— START OF Given data —

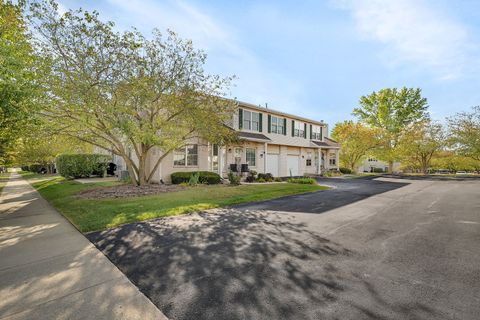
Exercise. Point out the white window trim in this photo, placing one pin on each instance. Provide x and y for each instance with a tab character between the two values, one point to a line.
185	153
250	121
278	120
255	157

— END OF Given data —

What to produce
Rewrite every line of the items above, including each item's written text. Multiply every x and y coordinate in the answers by 2.25 and round to whole numbers, with halves rounded up. Leave the pictures out.

Response to the task
Exercise. Point out the white window trim in this photo, placing one pin on each instance. Provide x and y for each instance with a tab character between the two values, one point to a line.
416	344
563	272
626	270
574	353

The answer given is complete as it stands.